▼
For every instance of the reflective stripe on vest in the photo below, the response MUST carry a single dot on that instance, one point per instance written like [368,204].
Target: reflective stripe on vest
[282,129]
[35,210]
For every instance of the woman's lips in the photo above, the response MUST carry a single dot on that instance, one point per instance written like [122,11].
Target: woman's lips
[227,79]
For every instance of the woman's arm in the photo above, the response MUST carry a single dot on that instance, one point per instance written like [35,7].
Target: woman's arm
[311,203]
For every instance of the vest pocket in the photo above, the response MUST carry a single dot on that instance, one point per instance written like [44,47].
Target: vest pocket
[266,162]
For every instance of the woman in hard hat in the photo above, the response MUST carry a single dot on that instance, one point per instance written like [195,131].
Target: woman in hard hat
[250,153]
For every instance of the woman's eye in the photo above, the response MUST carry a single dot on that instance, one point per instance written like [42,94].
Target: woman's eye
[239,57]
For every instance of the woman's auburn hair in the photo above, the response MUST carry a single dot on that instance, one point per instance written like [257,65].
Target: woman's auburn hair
▲
▼
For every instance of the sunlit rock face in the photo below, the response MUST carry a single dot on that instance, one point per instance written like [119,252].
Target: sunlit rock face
▲
**REQUIREMENTS:**
Rewrite everything in the listing from the line containing "For every instance of the woman's auburn" down to the line containing "Target: woman's auburn hair", replacing "auburn" with "chestnut" and leaving all else unchanged.

**SOLUTION TO THE PROBLEM:**
For every instance of the woman's chestnut hair in the photo above, the response MUST carry a single dot on that instance, one point per instance written like [257,65].
Target: woman's chestnut hair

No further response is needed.